BEGIN Excerpted passage
Fix some pedantic clippy lints and improve code style and small allocations

benches/decode_all.rs

@@ -3,12 +3,12 @@ use ruzstd::decoding::FrameDecoder;
 
 fn criterion_benchmark(c: &mut Criterion) {
     let mut fr = FrameDecoder::new();
-    let mut target_slice = &mut vec![0u8; 1024 * 1024 * 200];
+    let target_slice = &mut vec![0u8; 1024 * 1024 * 200];
     let src = include_bytes!("../decodecorpus_files/z000033.zst");
 
     c.bench_function("decode_all_slice", |b| {
         b.iter(|| {
-            fr.decode_all(src, &mut target_slice).unwrap();
+            fr.decode_all(src, target_slice).unwrap();
         })
     });
 }

src/bin/zstd.rs

@@ -68,8 +68,8 @@ fn decompress(flags: &[String], file_paths: &[String]) {
                 })) => {
                     eprintln!("Found a skippable frame with magic number: {magic_num} and size: {skip_size}");
                     tracker.file_pos = f.stream_position().unwrap();
-                    tracker.file_pos += skip_size as u64;
-                    f.seek(SeekFrom::Current(skip_size as i64)).unwrap();
+                    tracker.file_pos += u64::from(skip_size);
+                    f.seek(SeekFrom::Current(i64::from(skip_size))).unwrap();
                     continue;
                 }
                 other => other.unwrap(),

src/blocks/block.rs

@@ -34,10 +34,10 @@ pub struct BlockHeader {
     pub last_block: bool,
     pub block_type: BlockType,
     /// The size of the decompressed data. If the block type
-    /// is [BlockType::Reserved] or [BlockType::Compressed],
+    /// is [`BlockType::Reserved`] or [`BlockType::Compressed`],
     /// this value is set to zero and should not be referenced.
END Excerpted passage
BEGIN Information provided
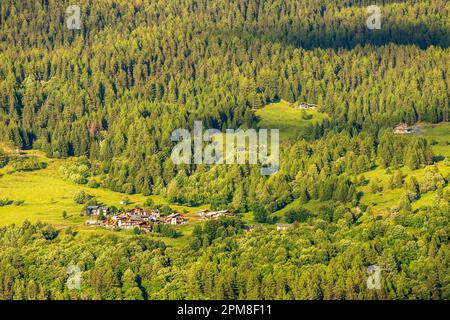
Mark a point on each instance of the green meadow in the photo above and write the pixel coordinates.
(46, 194)
(284, 116)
END Information provided
Work instructions:
Reproduce the clippy lint commit diff in full, with every line unchanged.

Answer to this task:
Fix some pedantic clippy lints and improve code style and small allocations

benches/decode_all.rs

@@ -3,12 +3,12 @@ use ruzstd::decoding::FrameDecoder;
 
 fn criterion_benchmark(c: &mut Criterion) {
     let mut fr = FrameDecoder::new();
-    let mut target_slice = &mut vec![0u8; 1024 * 1024 * 200];
+    let target_slice = &mut vec![0u8; 1024 * 1024 * 200];
     let src = include_bytes!("../decodecorpus_files/z000033.zst");
 
     c.bench_function("decode_all_slice", |b| {
         b.iter(|| {
-            fr.decode_all(src, &mut target_slice).unwrap();
+            fr.decode_all(src, target_slice).unwrap();
         })
     });
 }

src/bin/zstd.rs

@@ -68,8 +68,8 @@ fn decompress(flags: &[String], file_paths: &[String]) {
                 })) => {
                     eprintln!("Found a skippable frame with magic number: {magic_num} and size: {skip_size}");
                     tracker.file_pos = f.stream_position().unwrap();
-                    tracker.file_pos += skip_size as u64;
-                    f.seek(SeekFrom::Current(skip_size as i64)).unwrap();
+                    tracker.file_pos += u64::from(skip_size);
+                    f.seek(SeekFrom::Current(i64::from(skip_size))).unwrap();
                     continue;
                 }
                 other => other.unwrap(),

src/blocks/block.rs

@@ -34,10 +34,10 @@ pub struct BlockHeader {
     pub last_block: bool,
     pub block_type: BlockType,
     /// The size of the decompressed data. If the block type
-    /// is [BlockType::Reserved] or [BlockType::Compressed],
+    /// is [`BlockType::Reserved`] or [`BlockType::Compressed`],
     /// this value is set to zero and should not be referenced.